#### Given data ####
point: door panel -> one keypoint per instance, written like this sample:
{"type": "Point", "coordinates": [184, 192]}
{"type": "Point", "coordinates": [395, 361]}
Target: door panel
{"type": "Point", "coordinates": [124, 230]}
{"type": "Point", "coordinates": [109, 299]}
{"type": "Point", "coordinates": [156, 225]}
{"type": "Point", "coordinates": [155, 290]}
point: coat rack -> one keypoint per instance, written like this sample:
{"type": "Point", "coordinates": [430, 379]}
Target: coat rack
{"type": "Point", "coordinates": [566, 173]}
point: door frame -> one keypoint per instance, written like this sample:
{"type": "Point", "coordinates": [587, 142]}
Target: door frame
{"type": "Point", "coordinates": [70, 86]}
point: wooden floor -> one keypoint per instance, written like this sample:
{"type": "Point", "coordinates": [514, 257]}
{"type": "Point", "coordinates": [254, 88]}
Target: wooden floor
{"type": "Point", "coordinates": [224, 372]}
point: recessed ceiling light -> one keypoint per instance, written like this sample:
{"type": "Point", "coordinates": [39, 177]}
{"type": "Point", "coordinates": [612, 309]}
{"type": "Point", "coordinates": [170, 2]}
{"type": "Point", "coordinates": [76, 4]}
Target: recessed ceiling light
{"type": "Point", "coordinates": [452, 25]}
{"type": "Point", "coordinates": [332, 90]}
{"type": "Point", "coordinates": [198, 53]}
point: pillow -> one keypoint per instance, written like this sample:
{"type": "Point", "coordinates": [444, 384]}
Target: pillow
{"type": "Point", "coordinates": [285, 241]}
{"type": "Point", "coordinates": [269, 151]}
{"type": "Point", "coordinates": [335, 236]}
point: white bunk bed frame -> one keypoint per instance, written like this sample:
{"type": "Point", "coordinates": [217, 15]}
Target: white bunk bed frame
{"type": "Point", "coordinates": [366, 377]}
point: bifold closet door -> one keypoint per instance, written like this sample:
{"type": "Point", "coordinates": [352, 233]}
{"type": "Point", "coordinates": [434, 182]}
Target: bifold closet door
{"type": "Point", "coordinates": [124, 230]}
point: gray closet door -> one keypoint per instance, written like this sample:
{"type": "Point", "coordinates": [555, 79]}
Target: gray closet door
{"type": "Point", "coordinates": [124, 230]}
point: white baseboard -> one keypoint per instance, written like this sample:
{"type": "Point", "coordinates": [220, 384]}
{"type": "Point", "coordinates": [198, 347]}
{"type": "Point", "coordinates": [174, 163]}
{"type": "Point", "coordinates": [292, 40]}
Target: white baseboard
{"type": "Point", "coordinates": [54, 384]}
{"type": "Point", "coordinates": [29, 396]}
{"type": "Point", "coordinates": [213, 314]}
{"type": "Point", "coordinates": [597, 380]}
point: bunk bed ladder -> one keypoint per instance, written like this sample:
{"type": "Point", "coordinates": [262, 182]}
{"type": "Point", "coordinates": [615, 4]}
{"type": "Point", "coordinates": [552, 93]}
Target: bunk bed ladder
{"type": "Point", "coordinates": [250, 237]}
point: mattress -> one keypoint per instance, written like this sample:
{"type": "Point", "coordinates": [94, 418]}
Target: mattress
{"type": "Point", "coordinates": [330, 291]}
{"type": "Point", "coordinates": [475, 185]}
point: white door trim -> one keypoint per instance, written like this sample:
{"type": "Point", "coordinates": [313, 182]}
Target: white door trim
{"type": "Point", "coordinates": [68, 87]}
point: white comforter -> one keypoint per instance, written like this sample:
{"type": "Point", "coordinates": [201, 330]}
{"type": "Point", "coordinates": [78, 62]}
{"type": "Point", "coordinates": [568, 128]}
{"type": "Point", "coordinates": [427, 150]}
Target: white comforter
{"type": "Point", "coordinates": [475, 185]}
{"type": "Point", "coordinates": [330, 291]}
####
Task brief — Extract the data exactly as given.

Response to this task —
point: door panel -> one keypoint per instance, written like this sample:
{"type": "Point", "coordinates": [184, 192]}
{"type": "Point", "coordinates": [395, 361]}
Target: door panel
{"type": "Point", "coordinates": [124, 230]}
{"type": "Point", "coordinates": [109, 299]}
{"type": "Point", "coordinates": [156, 225]}
{"type": "Point", "coordinates": [155, 290]}
point: coat rack -> one keypoint per instance, written like this sample:
{"type": "Point", "coordinates": [430, 379]}
Target: coat rack
{"type": "Point", "coordinates": [566, 173]}
point: door frame -> one keypoint per instance, written like this sample:
{"type": "Point", "coordinates": [587, 142]}
Target: door frame
{"type": "Point", "coordinates": [70, 86]}
point: wooden floor -> one keypoint per instance, written like this sample:
{"type": "Point", "coordinates": [514, 257]}
{"type": "Point", "coordinates": [254, 88]}
Target: wooden floor
{"type": "Point", "coordinates": [224, 372]}
point: recessed ceiling light -> one keypoint per instance, written like this sample:
{"type": "Point", "coordinates": [39, 177]}
{"type": "Point", "coordinates": [612, 309]}
{"type": "Point", "coordinates": [170, 2]}
{"type": "Point", "coordinates": [76, 4]}
Target: recessed ceiling light
{"type": "Point", "coordinates": [452, 25]}
{"type": "Point", "coordinates": [332, 90]}
{"type": "Point", "coordinates": [198, 53]}
point: pillow -> one keypoint per instance, written like this sample:
{"type": "Point", "coordinates": [444, 384]}
Target: pillow
{"type": "Point", "coordinates": [285, 241]}
{"type": "Point", "coordinates": [269, 151]}
{"type": "Point", "coordinates": [335, 236]}
point: white bunk bed frame -> one keypoint per instance, written like this sample:
{"type": "Point", "coordinates": [217, 15]}
Target: white bunk bed frame
{"type": "Point", "coordinates": [366, 377]}
point: bifold closet door -> one keypoint per instance, written like this sample:
{"type": "Point", "coordinates": [352, 233]}
{"type": "Point", "coordinates": [434, 182]}
Target: bifold closet door
{"type": "Point", "coordinates": [124, 230]}
point: gray closet door -> one keypoint per instance, written like this sample:
{"type": "Point", "coordinates": [555, 79]}
Target: gray closet door
{"type": "Point", "coordinates": [124, 230]}
point: white baseboard -> one keypoint per instance, written like this sample:
{"type": "Point", "coordinates": [220, 384]}
{"type": "Point", "coordinates": [198, 347]}
{"type": "Point", "coordinates": [174, 163]}
{"type": "Point", "coordinates": [292, 40]}
Target: white baseboard
{"type": "Point", "coordinates": [54, 384]}
{"type": "Point", "coordinates": [29, 396]}
{"type": "Point", "coordinates": [213, 314]}
{"type": "Point", "coordinates": [597, 380]}
point: bunk bed ladder -> one keypoint per instance, written like this sample:
{"type": "Point", "coordinates": [262, 182]}
{"type": "Point", "coordinates": [615, 4]}
{"type": "Point", "coordinates": [552, 93]}
Target: bunk bed ladder
{"type": "Point", "coordinates": [250, 237]}
point: mattress -> one keypoint per instance, written like this sample:
{"type": "Point", "coordinates": [94, 418]}
Target: mattress
{"type": "Point", "coordinates": [330, 291]}
{"type": "Point", "coordinates": [475, 185]}
point: white door trim -> one keypoint per instance, written like this sample:
{"type": "Point", "coordinates": [313, 182]}
Target: white door trim
{"type": "Point", "coordinates": [68, 87]}
point: white comforter -> one keypoint per instance, written like this sample:
{"type": "Point", "coordinates": [201, 330]}
{"type": "Point", "coordinates": [78, 62]}
{"type": "Point", "coordinates": [568, 128]}
{"type": "Point", "coordinates": [427, 150]}
Target: white comforter
{"type": "Point", "coordinates": [475, 185]}
{"type": "Point", "coordinates": [330, 291]}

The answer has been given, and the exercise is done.